__Tasks to perform__:
[a] Answer these questions about the mailing list post, one answer per line, marked as the questions are:
(i) On what date did Iago Toral Quiroga write the quoted message?
(ii) In the quoted message, in what setting was the optimization first built as a separate pass?
(iii) Which test suites showed no regressions?
[b] Rewrite the passage of the mailing list post that begins at the words "[Mesa-dev] [PATCH 0/2]" and stops after "of memory barriers.", putting "barrier instructions" wherever "memory barriers" appears.

__Document extract__:

────────────────────

[Mesa-dev] [PATCH 0/2] Nir: Allow CSE of SSBO loads
Jason Ekstrand
jason at jlekstrand.net
Thu Oct 22 09:09:59 PDT 2015
On Thu, Oct 22, 2015 at 4:21 AM, Iago Toral Quiroga <itoral at igalia.com> wrote:
> I implemented this first as a separate optimization pass in GLSL IR [1], but
> Curro pointed out that this being pretty much a restricted form of a CSE pass
> it would probably make more sense to do it inside CSE (and we no longer have
> a CSE pass in GLSL IR).
>
> Unlike other things we CSE in NIR, in the case of SSBO loads we need to make
> sure that we invalidate previous entries in the set in the presence of
> conflicting instructions (i.e. SSBO writes to the same block and offset) or
> in the presence of memory barriers.
>
> If this is accepted I intend to extend this to also cover image reads, which
> follow similar behavior.
>
> No regressions observed in piglit or dEQP's SSBO functional tests.

────────────────────

__Recorded data__:

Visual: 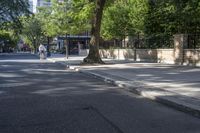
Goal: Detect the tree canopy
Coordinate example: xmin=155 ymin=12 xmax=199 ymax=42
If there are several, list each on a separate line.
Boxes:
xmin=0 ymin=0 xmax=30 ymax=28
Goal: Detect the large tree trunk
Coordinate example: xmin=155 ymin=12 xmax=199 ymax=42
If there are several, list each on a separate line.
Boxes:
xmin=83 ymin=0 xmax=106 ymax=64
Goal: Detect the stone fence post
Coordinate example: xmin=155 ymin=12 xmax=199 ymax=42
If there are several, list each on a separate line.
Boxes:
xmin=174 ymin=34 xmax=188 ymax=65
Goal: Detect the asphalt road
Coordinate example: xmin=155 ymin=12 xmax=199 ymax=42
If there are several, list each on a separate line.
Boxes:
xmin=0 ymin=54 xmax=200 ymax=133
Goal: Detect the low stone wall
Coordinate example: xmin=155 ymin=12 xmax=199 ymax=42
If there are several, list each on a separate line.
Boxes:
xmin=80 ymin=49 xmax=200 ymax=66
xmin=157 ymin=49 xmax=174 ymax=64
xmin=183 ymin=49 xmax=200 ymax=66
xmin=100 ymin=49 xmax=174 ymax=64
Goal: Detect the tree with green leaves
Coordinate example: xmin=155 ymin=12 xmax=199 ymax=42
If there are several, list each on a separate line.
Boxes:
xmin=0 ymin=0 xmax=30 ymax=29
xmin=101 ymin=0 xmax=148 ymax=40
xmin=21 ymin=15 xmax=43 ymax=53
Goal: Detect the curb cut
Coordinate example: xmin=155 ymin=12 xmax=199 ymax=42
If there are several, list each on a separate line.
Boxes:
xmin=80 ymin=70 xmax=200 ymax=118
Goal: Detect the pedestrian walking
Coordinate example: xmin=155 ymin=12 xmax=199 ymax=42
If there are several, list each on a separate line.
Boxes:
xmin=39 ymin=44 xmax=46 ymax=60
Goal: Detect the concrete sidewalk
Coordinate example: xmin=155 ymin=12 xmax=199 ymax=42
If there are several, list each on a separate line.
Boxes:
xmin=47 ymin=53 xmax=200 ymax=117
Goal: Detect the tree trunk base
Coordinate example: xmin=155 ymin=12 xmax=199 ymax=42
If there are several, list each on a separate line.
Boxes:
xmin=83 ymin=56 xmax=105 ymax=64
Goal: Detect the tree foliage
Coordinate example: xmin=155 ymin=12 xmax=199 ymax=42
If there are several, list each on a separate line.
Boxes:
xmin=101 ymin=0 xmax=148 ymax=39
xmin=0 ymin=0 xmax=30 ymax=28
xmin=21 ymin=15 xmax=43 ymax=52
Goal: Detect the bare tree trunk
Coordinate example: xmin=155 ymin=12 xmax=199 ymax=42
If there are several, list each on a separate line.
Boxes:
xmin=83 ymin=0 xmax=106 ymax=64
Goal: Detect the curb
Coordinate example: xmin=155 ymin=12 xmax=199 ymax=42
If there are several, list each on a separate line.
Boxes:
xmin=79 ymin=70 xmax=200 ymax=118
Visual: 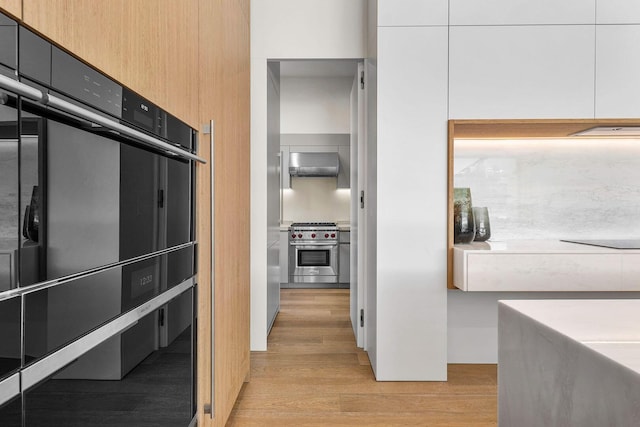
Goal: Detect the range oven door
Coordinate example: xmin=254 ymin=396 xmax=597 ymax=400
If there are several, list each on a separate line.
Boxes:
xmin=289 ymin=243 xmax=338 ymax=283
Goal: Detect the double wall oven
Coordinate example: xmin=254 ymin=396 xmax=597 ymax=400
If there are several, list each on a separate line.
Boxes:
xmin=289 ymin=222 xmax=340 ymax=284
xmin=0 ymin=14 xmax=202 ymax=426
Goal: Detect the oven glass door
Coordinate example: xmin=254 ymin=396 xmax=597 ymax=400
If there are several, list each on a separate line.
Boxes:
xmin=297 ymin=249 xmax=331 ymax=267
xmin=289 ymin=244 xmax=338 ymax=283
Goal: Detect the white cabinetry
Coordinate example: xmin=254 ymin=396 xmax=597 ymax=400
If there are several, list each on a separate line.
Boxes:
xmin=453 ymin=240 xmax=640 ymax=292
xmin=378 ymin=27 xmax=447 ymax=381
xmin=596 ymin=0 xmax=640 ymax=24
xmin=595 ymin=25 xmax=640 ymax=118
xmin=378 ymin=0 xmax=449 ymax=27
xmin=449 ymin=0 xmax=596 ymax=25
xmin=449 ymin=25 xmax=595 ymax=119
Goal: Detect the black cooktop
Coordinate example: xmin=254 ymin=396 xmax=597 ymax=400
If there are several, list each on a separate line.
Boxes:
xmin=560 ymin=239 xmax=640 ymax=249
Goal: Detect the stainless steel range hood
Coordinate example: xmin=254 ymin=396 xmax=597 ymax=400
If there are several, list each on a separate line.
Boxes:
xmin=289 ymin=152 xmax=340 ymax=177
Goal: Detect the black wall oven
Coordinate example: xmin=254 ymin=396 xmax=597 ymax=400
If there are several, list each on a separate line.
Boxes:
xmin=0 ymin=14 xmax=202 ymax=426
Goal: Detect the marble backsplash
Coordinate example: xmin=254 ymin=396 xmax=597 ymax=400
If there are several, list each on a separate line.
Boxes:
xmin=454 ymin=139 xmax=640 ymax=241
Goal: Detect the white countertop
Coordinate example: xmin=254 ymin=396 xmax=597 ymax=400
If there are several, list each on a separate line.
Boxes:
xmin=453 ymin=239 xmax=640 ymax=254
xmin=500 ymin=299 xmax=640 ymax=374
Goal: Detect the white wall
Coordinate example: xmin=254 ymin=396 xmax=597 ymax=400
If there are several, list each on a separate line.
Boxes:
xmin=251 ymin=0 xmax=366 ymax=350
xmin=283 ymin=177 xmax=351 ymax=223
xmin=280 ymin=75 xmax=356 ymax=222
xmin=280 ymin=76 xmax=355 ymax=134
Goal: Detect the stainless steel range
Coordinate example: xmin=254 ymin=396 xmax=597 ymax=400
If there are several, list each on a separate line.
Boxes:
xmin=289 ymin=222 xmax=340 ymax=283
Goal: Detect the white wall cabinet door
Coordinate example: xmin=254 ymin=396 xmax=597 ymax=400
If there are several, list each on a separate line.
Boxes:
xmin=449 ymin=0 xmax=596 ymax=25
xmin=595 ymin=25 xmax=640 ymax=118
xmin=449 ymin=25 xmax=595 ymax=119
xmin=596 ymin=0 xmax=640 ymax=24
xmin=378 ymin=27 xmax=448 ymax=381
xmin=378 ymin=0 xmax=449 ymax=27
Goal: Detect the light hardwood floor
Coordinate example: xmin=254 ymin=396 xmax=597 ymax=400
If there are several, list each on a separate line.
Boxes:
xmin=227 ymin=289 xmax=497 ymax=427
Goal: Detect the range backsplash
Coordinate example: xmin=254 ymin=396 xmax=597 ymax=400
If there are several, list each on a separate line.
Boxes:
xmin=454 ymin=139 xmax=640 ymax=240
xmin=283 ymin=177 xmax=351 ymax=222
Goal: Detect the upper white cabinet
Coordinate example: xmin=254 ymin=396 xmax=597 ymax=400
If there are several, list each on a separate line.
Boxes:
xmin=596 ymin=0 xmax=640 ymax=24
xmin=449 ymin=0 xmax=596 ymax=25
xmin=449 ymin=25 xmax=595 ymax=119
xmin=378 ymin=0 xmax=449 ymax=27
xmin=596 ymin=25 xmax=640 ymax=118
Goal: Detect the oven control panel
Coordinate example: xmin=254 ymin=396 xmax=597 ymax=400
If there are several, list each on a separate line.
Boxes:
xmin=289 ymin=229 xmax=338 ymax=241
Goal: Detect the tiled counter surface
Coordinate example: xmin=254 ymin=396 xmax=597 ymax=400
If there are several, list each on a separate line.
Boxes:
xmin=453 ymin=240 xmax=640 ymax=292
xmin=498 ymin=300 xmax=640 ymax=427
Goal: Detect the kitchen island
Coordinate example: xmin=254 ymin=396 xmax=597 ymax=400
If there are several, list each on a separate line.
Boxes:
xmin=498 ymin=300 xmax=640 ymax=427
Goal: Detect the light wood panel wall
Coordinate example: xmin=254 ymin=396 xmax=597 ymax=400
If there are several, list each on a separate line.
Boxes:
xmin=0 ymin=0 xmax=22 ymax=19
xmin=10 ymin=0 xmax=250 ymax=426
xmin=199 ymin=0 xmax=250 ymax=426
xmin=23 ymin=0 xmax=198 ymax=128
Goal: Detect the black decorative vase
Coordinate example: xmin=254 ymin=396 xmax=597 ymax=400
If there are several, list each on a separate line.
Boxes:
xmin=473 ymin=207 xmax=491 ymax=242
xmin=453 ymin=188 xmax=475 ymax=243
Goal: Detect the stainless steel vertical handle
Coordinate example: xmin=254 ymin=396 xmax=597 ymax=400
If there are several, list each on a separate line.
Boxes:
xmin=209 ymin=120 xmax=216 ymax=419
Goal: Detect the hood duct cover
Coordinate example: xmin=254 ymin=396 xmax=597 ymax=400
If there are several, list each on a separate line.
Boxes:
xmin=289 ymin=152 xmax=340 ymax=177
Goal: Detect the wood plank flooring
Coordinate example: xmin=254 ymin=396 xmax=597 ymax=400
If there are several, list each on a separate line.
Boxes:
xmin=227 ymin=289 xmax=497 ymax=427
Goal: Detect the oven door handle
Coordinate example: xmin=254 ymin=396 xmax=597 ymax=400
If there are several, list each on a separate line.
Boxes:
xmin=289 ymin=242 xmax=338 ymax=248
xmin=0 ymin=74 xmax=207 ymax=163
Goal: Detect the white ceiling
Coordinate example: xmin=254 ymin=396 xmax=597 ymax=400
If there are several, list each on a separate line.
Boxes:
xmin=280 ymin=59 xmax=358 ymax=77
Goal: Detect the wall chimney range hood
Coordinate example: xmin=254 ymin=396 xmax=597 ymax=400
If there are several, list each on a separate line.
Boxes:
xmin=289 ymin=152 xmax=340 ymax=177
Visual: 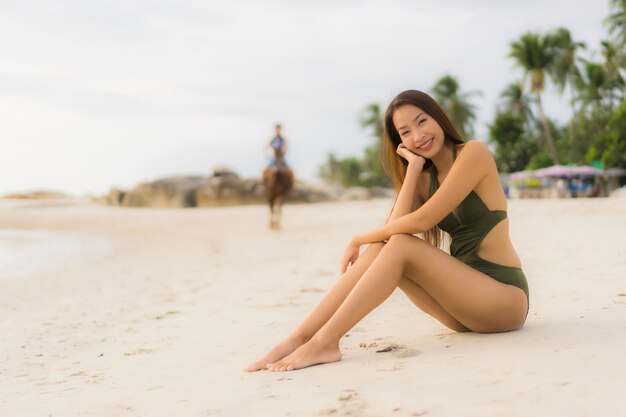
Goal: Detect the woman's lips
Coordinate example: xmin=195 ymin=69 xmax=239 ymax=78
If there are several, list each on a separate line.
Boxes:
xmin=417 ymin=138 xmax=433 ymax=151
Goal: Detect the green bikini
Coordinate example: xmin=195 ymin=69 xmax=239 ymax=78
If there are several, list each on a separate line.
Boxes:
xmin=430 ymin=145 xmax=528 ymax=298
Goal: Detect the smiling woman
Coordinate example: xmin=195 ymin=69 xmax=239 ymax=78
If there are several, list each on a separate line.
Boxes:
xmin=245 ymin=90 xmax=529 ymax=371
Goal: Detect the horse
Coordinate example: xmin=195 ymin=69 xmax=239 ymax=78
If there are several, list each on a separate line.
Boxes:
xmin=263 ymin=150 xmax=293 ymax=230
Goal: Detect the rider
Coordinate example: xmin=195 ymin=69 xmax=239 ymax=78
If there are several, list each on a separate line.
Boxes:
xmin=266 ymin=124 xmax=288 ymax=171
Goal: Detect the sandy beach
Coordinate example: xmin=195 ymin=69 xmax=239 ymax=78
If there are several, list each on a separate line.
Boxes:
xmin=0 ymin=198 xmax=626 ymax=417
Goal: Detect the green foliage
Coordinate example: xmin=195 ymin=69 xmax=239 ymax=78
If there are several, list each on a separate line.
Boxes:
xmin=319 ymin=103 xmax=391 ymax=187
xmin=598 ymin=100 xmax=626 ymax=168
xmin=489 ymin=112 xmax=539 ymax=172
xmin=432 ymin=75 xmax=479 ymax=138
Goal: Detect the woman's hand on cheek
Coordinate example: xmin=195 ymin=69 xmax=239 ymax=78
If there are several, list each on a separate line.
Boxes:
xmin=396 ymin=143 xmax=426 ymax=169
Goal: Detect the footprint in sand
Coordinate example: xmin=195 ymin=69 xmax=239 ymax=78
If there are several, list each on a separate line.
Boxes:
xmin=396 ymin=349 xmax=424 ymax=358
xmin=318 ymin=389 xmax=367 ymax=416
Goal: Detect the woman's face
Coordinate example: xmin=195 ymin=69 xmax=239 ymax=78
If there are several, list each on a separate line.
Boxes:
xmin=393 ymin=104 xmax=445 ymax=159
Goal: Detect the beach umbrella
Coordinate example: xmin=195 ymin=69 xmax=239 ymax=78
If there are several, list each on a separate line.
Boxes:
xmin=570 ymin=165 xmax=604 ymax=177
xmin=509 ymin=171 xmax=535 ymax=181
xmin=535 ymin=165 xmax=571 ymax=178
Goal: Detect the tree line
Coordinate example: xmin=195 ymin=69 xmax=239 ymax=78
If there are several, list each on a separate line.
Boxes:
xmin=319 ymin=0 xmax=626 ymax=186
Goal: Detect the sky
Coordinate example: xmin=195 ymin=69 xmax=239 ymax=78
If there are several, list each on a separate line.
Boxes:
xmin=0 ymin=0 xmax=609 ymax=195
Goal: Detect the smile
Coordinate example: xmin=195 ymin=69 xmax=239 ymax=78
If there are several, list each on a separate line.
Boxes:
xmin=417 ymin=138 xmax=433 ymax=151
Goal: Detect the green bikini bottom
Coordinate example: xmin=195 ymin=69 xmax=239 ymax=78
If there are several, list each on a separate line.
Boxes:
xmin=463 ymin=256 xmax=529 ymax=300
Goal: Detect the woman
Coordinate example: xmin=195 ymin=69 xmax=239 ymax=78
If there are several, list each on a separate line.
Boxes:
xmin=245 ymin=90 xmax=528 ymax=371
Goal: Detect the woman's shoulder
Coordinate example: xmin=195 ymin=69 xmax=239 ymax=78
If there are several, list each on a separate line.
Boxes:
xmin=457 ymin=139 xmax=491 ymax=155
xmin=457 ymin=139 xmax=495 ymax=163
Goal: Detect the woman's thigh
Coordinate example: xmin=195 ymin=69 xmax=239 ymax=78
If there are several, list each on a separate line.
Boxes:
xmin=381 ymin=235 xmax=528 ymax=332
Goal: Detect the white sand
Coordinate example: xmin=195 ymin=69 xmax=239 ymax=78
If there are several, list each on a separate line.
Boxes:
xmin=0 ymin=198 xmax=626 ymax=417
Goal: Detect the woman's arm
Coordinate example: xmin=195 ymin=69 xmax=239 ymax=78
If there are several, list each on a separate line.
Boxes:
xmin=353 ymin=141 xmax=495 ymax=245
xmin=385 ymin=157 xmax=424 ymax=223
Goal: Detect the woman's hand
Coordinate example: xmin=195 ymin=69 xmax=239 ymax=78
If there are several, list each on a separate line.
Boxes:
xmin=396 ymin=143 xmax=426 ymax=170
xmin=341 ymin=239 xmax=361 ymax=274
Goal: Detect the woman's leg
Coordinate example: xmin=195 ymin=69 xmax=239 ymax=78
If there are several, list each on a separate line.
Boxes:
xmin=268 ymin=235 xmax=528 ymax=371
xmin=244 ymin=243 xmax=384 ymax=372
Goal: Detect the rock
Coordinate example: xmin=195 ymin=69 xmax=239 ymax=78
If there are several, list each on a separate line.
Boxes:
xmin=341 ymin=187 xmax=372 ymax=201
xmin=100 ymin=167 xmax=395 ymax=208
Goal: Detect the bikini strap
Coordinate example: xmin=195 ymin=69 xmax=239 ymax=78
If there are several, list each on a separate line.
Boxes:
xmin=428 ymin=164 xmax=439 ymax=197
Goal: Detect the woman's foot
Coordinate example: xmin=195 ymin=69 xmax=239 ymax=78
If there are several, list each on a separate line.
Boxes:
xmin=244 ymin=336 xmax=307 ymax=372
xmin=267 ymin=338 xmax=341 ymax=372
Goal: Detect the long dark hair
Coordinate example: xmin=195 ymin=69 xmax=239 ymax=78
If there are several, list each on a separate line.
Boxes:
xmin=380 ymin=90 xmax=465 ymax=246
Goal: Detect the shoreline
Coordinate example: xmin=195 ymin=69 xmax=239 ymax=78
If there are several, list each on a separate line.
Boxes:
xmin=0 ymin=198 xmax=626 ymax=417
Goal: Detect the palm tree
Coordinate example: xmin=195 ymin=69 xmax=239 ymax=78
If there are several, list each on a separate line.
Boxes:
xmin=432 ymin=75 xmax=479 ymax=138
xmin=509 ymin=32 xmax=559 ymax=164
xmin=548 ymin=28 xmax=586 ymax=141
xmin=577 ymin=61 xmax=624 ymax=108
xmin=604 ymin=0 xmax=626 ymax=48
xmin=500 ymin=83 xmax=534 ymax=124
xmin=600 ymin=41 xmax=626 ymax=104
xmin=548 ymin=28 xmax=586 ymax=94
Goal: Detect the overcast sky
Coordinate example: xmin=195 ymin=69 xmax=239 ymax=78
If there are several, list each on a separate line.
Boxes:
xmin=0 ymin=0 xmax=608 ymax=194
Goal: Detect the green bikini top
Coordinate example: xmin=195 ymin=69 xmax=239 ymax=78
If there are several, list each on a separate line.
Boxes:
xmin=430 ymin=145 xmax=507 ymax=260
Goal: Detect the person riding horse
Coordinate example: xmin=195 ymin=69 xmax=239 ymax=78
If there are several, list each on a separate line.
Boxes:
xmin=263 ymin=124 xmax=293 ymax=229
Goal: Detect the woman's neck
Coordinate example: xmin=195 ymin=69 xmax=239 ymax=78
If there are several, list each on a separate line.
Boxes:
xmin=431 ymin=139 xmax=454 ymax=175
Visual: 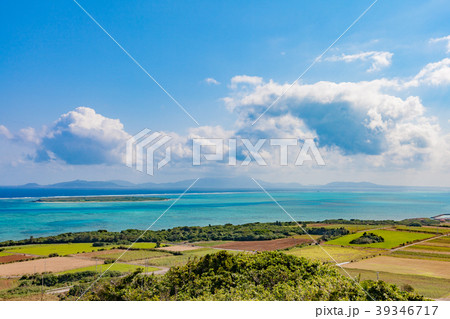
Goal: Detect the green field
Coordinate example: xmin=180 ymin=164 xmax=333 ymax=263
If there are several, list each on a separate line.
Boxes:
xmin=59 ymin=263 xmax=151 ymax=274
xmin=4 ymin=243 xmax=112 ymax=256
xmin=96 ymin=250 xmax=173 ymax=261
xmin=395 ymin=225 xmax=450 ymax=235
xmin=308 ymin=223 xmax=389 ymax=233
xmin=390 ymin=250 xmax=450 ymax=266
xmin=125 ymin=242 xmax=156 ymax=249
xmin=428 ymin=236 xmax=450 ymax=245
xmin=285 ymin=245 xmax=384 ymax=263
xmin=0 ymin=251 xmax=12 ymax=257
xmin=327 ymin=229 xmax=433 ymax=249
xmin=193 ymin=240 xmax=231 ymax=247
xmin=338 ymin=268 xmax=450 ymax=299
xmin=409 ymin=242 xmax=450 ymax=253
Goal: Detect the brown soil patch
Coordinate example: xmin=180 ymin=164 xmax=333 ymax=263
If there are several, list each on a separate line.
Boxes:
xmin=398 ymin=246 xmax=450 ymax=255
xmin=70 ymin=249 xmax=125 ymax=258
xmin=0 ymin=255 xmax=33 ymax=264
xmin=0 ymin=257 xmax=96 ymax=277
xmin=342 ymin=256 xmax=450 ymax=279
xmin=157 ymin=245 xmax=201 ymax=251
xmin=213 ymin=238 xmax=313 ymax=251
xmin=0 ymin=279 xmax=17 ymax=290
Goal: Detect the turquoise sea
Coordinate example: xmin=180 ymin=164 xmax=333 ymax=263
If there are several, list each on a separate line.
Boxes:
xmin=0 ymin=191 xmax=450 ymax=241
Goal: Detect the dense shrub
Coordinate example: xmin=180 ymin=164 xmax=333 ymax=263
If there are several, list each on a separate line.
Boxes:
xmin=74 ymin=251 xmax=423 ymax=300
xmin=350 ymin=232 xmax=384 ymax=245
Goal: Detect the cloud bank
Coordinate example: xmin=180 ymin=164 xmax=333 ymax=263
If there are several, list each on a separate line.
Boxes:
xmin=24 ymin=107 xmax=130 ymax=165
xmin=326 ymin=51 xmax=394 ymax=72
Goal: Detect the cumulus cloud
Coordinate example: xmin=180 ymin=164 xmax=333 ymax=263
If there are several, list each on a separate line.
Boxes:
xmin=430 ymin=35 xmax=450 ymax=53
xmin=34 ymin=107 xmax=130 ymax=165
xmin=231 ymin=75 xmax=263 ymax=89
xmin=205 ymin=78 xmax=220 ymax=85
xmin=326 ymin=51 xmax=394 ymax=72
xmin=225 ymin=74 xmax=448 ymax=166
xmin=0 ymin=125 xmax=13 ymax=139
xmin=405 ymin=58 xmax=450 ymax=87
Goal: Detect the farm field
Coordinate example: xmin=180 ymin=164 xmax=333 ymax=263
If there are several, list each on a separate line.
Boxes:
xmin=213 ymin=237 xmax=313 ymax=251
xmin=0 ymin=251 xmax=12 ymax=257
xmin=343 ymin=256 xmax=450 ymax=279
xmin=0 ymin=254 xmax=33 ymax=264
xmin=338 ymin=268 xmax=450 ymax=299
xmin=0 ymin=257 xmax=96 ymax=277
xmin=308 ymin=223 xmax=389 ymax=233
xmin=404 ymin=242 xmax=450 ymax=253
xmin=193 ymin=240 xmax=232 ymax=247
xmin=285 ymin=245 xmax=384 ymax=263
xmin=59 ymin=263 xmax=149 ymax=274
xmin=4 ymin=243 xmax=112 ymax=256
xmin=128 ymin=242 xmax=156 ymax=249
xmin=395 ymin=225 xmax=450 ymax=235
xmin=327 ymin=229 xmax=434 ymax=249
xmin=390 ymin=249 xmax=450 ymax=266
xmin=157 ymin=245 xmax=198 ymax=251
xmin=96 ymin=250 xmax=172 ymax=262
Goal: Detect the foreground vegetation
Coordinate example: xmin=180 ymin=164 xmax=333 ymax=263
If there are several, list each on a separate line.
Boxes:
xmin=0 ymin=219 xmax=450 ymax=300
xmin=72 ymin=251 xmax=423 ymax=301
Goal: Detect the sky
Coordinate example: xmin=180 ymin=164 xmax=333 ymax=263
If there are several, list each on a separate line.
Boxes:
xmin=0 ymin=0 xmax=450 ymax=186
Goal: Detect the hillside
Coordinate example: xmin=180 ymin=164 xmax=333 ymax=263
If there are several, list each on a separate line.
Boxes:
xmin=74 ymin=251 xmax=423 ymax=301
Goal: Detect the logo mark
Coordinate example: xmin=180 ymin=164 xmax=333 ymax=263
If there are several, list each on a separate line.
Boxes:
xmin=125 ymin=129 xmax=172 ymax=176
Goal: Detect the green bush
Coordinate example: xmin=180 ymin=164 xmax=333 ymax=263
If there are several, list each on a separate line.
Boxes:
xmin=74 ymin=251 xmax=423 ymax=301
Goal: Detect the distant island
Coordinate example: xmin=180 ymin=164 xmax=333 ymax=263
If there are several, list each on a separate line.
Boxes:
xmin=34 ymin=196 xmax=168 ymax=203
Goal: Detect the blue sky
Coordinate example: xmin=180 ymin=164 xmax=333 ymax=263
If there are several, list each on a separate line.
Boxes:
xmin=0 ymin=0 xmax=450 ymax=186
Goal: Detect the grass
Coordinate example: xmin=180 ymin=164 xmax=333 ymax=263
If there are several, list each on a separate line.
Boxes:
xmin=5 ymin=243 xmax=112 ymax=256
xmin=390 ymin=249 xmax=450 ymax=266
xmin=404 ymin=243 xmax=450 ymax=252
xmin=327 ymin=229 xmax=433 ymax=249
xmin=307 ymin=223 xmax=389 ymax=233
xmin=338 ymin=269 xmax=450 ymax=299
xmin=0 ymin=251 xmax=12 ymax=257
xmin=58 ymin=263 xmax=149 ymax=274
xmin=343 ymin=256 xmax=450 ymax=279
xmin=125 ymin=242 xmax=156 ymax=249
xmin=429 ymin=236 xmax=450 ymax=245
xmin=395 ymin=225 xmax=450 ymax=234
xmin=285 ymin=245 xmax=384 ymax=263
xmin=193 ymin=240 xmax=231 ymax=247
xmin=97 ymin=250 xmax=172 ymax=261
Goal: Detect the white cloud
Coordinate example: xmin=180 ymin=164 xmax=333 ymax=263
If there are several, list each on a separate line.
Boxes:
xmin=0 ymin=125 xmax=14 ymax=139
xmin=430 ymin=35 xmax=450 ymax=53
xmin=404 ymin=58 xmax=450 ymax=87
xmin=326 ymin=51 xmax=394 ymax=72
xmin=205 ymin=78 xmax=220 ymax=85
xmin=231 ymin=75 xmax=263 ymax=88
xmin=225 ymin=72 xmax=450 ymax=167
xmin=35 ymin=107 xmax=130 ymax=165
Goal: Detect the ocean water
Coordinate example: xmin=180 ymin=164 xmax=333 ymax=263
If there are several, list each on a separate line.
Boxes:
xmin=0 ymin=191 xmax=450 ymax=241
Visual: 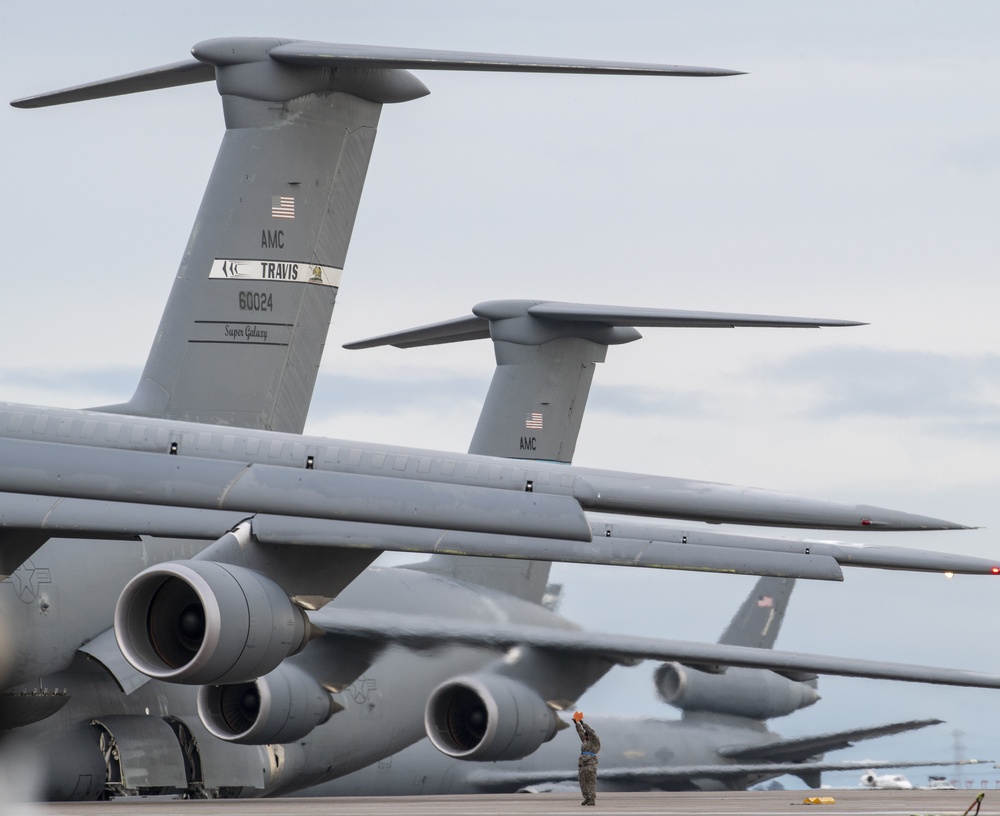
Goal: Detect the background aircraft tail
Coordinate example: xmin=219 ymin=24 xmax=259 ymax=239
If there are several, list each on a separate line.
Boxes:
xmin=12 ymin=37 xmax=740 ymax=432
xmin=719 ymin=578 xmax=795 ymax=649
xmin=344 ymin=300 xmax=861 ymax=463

────────────────────

__Exercise responses__:
[a]
(i) Thursday, October 22, 2015
(ii) GLSL IR
(iii) Piglit and dEQP's SSBO functional tests

[b]
[Mesa-dev] [PATCH 0/2] Nir: Allow CSE of SSBO loads
Jason Ekstrand
jason at jlekstrand.net
Thu Oct 22 09:09:59 PDT 2015
On Thu, Oct 22, 2015 at 4:21 AM, Iago Toral Quiroga <itoral at igalia.com> wrote:
> I implemented this first as a separate optimization pass in GLSL IR [1], but
> Curro pointed out that this being pretty much a restricted form of a CSE pass
> it would probably make more sense to do it inside CSE (and we no longer have
> a CSE pass in GLSL IR).
>
> Unlike other things we CSE in NIR, in the case of SSBO loads we need to make
> sure that we invalidate previous entries in the set in the presence of
> conflicting instructions (i.e. SSBO writes to the same block and offset) or
> in the presence of barrier instructions.